··· INPUT ROWS

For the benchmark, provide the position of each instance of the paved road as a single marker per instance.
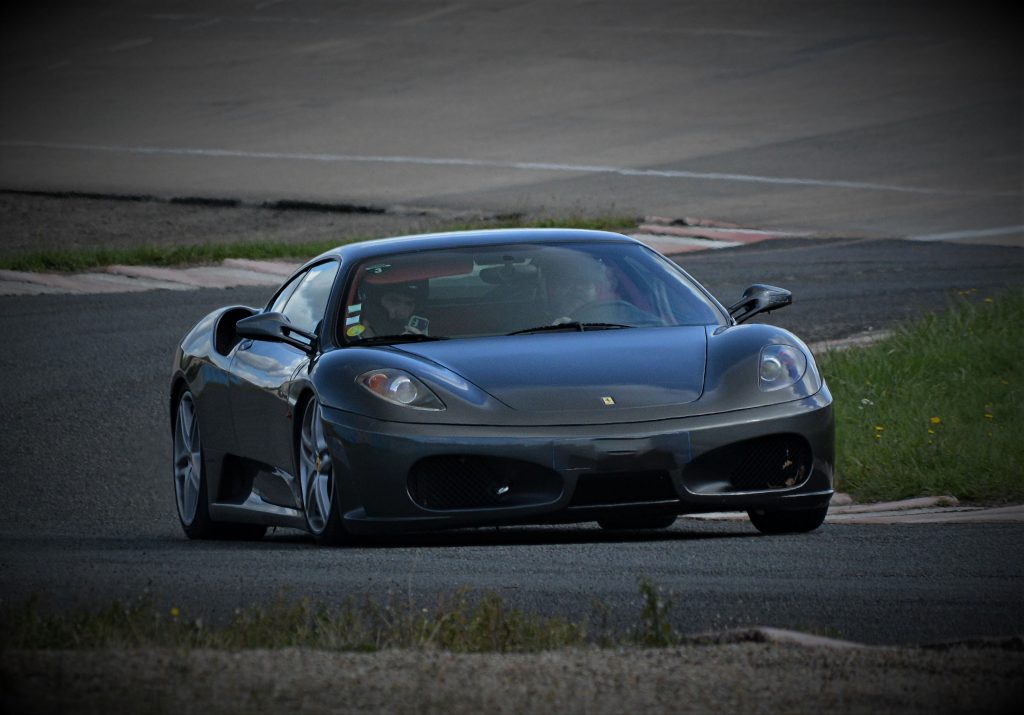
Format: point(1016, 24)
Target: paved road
point(87, 510)
point(881, 119)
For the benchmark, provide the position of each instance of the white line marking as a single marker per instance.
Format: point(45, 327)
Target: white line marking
point(521, 166)
point(979, 234)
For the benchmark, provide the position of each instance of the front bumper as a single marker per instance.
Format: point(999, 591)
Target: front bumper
point(377, 465)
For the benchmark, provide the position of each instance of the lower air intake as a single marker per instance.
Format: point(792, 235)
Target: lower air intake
point(469, 481)
point(779, 461)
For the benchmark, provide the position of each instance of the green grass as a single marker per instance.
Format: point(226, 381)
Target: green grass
point(85, 259)
point(936, 408)
point(462, 622)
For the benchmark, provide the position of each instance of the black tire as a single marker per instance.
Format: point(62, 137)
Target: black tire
point(316, 478)
point(800, 521)
point(188, 471)
point(637, 522)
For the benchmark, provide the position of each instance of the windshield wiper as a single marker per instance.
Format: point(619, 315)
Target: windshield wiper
point(573, 326)
point(403, 337)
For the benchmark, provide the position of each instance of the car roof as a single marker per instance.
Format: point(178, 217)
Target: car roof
point(468, 239)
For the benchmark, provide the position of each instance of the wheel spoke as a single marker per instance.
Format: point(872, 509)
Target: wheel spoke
point(187, 464)
point(314, 469)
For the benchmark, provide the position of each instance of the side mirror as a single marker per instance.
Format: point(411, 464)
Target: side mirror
point(275, 328)
point(760, 298)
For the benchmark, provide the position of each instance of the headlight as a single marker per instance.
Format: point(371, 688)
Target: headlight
point(398, 387)
point(780, 367)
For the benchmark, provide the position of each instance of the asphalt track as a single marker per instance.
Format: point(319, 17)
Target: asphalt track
point(843, 118)
point(88, 514)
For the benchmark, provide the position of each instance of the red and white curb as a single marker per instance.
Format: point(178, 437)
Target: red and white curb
point(920, 510)
point(132, 279)
point(671, 237)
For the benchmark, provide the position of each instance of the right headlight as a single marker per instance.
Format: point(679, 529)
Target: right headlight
point(398, 387)
point(780, 366)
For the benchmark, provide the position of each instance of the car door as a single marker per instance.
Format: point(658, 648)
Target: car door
point(262, 371)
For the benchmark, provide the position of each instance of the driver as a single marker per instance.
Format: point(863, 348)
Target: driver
point(391, 309)
point(573, 283)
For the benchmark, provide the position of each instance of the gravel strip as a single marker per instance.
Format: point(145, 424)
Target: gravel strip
point(729, 678)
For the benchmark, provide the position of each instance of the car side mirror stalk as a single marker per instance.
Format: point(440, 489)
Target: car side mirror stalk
point(274, 327)
point(760, 298)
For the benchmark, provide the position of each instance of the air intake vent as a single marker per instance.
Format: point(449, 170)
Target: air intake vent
point(469, 481)
point(626, 488)
point(774, 462)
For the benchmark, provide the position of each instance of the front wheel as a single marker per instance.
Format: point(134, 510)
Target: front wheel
point(799, 521)
point(190, 482)
point(320, 496)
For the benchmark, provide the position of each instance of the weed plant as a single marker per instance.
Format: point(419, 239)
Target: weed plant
point(79, 260)
point(935, 409)
point(461, 622)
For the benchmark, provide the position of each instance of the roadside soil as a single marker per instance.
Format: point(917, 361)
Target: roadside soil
point(729, 678)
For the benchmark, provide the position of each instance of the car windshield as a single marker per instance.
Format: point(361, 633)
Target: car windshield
point(518, 289)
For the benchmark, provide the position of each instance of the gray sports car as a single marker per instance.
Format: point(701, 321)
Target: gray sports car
point(501, 377)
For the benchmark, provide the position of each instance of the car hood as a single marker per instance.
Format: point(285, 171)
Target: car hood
point(622, 369)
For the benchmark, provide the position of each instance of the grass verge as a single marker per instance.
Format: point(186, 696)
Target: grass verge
point(462, 623)
point(196, 254)
point(934, 409)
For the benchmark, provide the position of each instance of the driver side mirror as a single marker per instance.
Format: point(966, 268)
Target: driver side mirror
point(275, 328)
point(760, 298)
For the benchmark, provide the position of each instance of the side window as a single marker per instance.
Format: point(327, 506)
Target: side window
point(279, 303)
point(304, 307)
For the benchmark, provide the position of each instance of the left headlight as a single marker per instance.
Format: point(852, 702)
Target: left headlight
point(780, 366)
point(398, 387)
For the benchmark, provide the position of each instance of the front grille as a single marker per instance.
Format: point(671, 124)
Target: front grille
point(470, 481)
point(778, 461)
point(626, 488)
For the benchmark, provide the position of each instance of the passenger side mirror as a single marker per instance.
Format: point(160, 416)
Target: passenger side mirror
point(760, 298)
point(274, 327)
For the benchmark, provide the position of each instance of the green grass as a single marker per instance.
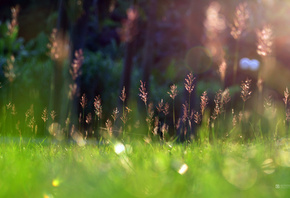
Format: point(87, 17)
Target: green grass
point(47, 169)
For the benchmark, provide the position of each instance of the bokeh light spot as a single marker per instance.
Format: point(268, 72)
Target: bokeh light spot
point(198, 59)
point(183, 169)
point(119, 148)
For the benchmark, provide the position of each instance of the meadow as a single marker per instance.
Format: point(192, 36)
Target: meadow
point(189, 137)
point(136, 169)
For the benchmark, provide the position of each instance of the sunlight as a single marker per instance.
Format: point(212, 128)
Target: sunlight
point(183, 169)
point(55, 182)
point(239, 173)
point(268, 166)
point(119, 148)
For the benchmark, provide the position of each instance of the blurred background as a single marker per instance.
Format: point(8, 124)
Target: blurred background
point(125, 41)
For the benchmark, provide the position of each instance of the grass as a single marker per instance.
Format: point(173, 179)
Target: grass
point(136, 169)
point(235, 152)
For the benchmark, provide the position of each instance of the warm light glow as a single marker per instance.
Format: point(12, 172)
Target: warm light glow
point(119, 148)
point(183, 169)
point(55, 182)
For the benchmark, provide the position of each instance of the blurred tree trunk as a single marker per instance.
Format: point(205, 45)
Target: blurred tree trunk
point(73, 26)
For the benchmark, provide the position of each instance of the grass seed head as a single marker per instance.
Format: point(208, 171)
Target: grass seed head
point(240, 20)
point(143, 94)
point(173, 91)
point(189, 85)
point(265, 40)
point(246, 93)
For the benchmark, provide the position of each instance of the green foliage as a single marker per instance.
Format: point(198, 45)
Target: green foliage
point(102, 75)
point(136, 169)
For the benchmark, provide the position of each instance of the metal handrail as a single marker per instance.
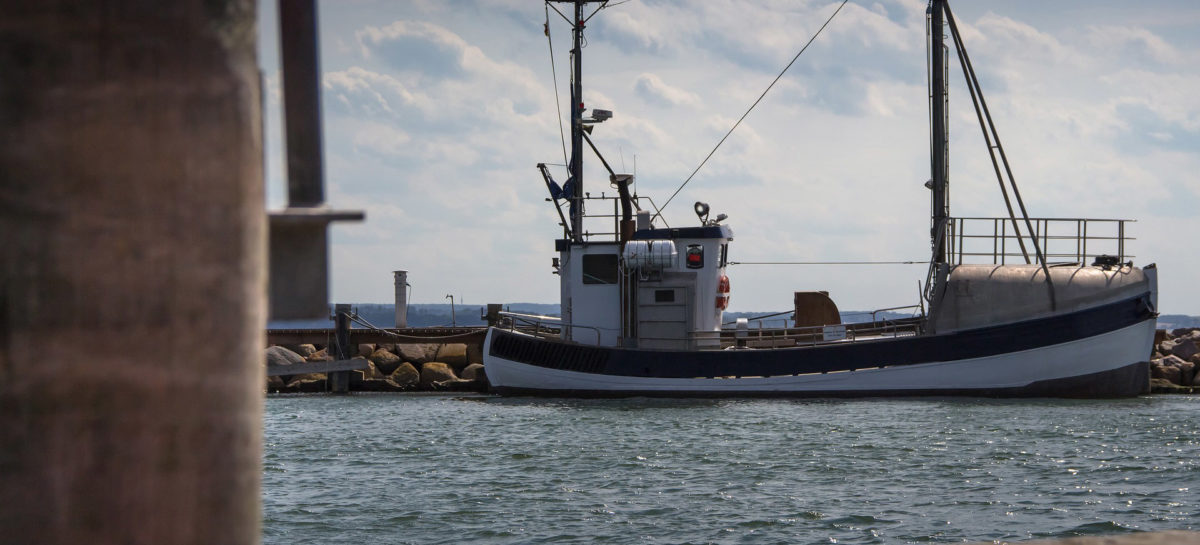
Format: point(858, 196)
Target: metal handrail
point(538, 321)
point(1073, 233)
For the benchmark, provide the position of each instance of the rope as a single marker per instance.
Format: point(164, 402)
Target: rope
point(827, 263)
point(751, 108)
point(363, 322)
point(553, 72)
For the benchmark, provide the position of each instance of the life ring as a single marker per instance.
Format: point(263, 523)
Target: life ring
point(723, 293)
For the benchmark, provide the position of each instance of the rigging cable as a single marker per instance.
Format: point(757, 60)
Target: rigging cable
point(751, 108)
point(553, 72)
point(829, 263)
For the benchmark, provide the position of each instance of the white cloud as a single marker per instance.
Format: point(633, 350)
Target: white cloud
point(435, 123)
point(652, 89)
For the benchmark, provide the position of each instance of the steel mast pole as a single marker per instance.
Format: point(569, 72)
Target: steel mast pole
point(939, 150)
point(577, 124)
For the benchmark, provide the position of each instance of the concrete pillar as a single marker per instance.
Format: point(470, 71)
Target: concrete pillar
point(132, 277)
point(401, 298)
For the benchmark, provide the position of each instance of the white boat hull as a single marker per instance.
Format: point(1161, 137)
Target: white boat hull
point(1054, 370)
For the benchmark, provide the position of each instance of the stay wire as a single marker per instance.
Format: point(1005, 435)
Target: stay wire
point(829, 263)
point(751, 108)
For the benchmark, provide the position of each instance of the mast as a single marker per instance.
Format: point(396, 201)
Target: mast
point(576, 163)
point(939, 145)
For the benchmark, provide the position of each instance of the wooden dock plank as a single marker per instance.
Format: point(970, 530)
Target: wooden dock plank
point(317, 367)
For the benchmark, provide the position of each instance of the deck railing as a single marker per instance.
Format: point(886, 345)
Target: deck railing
point(1062, 240)
point(759, 337)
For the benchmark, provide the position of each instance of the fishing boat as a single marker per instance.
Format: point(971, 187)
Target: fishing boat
point(1003, 311)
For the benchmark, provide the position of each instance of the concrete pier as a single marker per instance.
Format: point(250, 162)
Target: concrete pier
point(131, 204)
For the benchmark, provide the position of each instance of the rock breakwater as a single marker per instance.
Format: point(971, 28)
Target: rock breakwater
point(1175, 361)
point(389, 367)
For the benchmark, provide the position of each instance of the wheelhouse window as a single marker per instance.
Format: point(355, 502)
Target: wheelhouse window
point(600, 268)
point(695, 257)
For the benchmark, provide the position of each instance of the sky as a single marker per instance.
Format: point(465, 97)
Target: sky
point(437, 112)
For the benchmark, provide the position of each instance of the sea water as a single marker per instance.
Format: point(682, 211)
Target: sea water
point(450, 469)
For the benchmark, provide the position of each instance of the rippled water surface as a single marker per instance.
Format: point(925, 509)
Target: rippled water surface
point(429, 469)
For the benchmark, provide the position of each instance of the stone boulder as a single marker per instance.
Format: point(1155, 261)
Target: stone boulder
point(1187, 373)
point(453, 354)
point(406, 376)
point(370, 373)
point(385, 361)
point(457, 384)
point(435, 372)
point(1182, 347)
point(281, 355)
point(1159, 385)
point(321, 355)
point(377, 384)
point(417, 353)
point(1186, 333)
point(1169, 369)
point(305, 351)
point(309, 385)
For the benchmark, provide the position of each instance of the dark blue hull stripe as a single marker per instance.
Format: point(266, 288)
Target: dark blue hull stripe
point(828, 358)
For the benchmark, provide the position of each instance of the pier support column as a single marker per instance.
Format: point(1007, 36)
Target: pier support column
point(340, 381)
point(401, 298)
point(132, 277)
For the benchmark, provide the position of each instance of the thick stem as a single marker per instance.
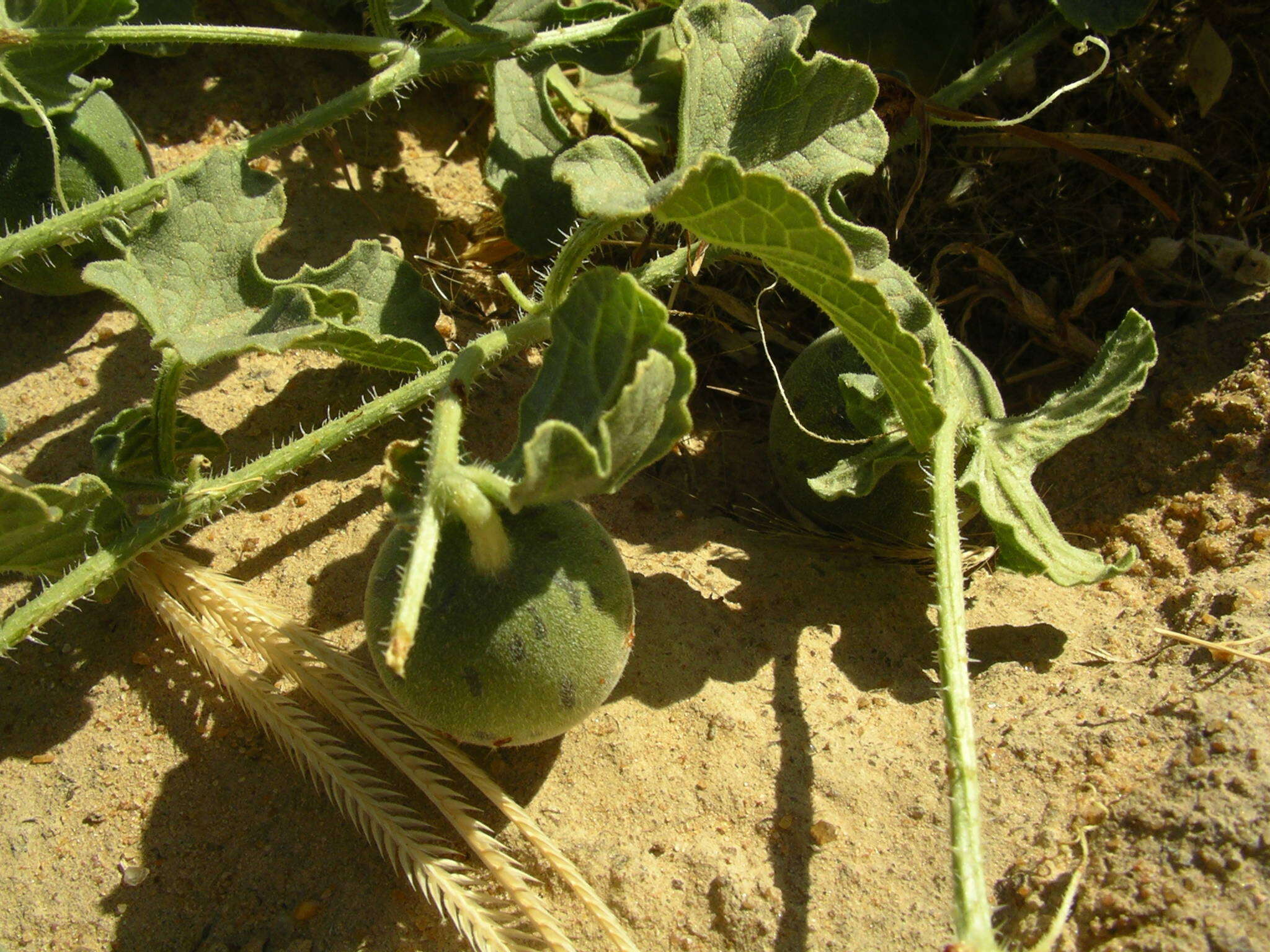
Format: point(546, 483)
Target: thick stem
point(980, 77)
point(172, 374)
point(972, 909)
point(207, 498)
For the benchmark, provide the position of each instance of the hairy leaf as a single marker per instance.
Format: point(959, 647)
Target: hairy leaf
point(123, 450)
point(527, 138)
point(1008, 451)
point(47, 74)
point(1103, 15)
point(611, 395)
point(192, 276)
point(761, 215)
point(748, 93)
point(45, 528)
point(641, 103)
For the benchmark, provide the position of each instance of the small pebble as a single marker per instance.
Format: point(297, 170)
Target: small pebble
point(134, 875)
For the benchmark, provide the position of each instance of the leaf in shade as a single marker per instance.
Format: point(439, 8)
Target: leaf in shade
point(1008, 451)
point(46, 73)
point(192, 276)
point(527, 138)
point(123, 450)
point(45, 528)
point(611, 395)
point(641, 103)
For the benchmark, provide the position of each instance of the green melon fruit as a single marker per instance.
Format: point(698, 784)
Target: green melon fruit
point(100, 152)
point(517, 656)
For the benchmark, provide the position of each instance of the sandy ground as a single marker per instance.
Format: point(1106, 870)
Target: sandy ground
point(769, 774)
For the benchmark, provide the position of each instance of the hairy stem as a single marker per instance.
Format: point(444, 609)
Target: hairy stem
point(980, 77)
point(208, 498)
point(203, 33)
point(172, 374)
point(412, 65)
point(972, 909)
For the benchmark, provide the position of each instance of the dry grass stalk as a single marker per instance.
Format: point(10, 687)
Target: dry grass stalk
point(356, 696)
point(399, 833)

······

YOUR INSTRUCTIONS — Extract the stretch of the entries above from their first line through the line containing "point(403, 337)", both included, copying each line unchanged and omitting the pictures.

OUTPUT OF THE EXERCISE —
For the benchmark, provide the position of each instance of the paved road as a single marker per instance.
Format: point(1016, 24)
Target: paved road
point(87, 510)
point(881, 119)
For the benchmark, provide the position of each instance of the white line marking as a single marker per instance.
Format: point(45, 327)
Target: white line marking
point(521, 166)
point(979, 234)
For the benchmark, provide the position of each instance of the front bumper as a single marker per instance.
Format: point(999, 591)
Target: front bumper
point(377, 465)
For the benchmark, provide the position of each instance of the lower air intake as a single marker per instance.
Format: point(792, 235)
Target: lower air intake
point(469, 481)
point(779, 461)
For the benchmark, provide the position of each instance of the green grass as a single marker per instance.
Format: point(226, 381)
Target: green grass
point(85, 259)
point(936, 408)
point(462, 622)
For the benchmark, provide the position of each instance of the black tire as a single marker per instance.
Format: point(62, 137)
Target: black tire
point(316, 478)
point(800, 521)
point(188, 471)
point(637, 522)
For the benchmark, provide the position of each instance of the windshield wiper as a single marker per instance.
Format: point(619, 315)
Target: windshield wiper
point(573, 326)
point(403, 337)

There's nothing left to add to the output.